● Given request
Keep only the lines below that contain the string "water", copying each one unchanged. Treat uppercase and lowercase letters as different.

● Data supplied
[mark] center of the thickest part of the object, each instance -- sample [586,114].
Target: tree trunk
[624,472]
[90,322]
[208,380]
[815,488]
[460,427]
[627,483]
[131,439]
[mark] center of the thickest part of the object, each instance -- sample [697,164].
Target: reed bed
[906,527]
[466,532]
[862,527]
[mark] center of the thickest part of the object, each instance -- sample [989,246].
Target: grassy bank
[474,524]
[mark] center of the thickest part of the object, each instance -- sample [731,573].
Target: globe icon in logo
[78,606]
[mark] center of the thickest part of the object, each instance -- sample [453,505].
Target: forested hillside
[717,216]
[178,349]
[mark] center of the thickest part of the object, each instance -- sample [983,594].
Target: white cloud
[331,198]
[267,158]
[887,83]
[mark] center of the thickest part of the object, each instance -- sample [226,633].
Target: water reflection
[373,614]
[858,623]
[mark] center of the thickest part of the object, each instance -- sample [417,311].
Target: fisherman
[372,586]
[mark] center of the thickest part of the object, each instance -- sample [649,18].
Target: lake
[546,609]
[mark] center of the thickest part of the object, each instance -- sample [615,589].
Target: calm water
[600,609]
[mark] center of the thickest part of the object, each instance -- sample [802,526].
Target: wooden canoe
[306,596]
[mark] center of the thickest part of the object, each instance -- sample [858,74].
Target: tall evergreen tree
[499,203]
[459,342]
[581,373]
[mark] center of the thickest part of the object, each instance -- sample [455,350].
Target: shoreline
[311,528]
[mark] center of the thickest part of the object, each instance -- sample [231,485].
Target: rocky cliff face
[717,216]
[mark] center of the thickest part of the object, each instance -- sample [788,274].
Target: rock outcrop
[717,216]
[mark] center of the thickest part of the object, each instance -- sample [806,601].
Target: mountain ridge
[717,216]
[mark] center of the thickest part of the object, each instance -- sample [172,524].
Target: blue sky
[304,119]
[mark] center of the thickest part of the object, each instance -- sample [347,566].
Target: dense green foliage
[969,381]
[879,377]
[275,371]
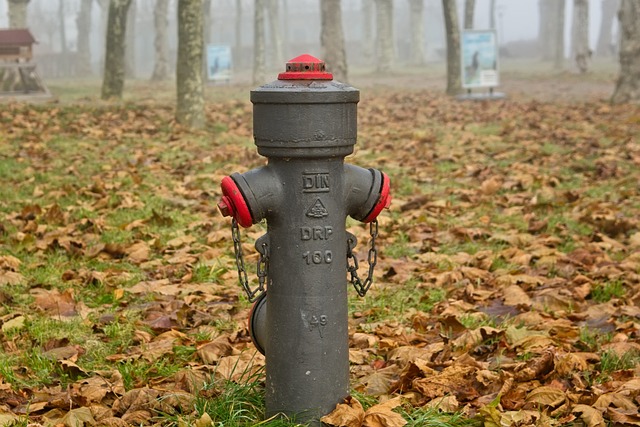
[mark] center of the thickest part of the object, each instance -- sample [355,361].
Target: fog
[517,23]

---

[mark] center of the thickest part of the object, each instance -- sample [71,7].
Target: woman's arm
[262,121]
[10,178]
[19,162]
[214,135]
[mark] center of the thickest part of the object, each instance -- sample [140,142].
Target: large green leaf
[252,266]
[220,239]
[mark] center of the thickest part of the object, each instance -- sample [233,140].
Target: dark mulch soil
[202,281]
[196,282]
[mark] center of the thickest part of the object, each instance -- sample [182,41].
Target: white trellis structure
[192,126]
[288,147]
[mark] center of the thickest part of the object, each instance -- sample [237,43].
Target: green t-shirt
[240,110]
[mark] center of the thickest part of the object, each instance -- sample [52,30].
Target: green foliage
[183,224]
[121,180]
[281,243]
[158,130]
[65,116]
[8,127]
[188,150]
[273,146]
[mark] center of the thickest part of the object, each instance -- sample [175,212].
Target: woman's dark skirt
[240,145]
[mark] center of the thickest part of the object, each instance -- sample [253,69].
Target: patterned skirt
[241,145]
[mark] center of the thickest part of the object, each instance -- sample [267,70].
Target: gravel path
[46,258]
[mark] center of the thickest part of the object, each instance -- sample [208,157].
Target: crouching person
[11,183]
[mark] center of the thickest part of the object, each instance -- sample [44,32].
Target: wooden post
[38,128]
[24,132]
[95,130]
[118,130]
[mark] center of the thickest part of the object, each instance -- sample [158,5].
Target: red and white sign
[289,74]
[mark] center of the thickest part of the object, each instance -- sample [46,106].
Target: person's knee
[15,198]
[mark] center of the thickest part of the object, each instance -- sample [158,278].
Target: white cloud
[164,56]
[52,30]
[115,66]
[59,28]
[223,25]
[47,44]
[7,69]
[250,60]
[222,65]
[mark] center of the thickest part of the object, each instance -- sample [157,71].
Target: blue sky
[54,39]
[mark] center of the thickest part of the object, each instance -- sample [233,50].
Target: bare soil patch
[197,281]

---

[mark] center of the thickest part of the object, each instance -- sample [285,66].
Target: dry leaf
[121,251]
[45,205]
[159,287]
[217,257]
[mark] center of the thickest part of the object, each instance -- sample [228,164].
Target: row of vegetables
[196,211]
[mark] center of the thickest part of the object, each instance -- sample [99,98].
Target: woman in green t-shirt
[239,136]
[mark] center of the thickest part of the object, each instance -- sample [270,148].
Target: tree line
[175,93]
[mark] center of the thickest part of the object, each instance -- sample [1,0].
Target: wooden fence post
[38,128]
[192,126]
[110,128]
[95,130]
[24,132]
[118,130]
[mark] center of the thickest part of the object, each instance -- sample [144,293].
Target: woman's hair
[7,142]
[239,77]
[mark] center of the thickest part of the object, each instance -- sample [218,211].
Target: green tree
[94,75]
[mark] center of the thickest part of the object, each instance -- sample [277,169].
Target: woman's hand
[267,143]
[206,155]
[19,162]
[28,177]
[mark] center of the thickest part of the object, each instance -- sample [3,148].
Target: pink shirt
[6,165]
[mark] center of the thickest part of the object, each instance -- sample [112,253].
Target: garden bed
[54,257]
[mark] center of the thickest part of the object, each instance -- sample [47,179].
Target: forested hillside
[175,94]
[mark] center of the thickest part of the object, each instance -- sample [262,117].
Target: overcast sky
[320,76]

● Response below
Target: water reflection
Target: calm water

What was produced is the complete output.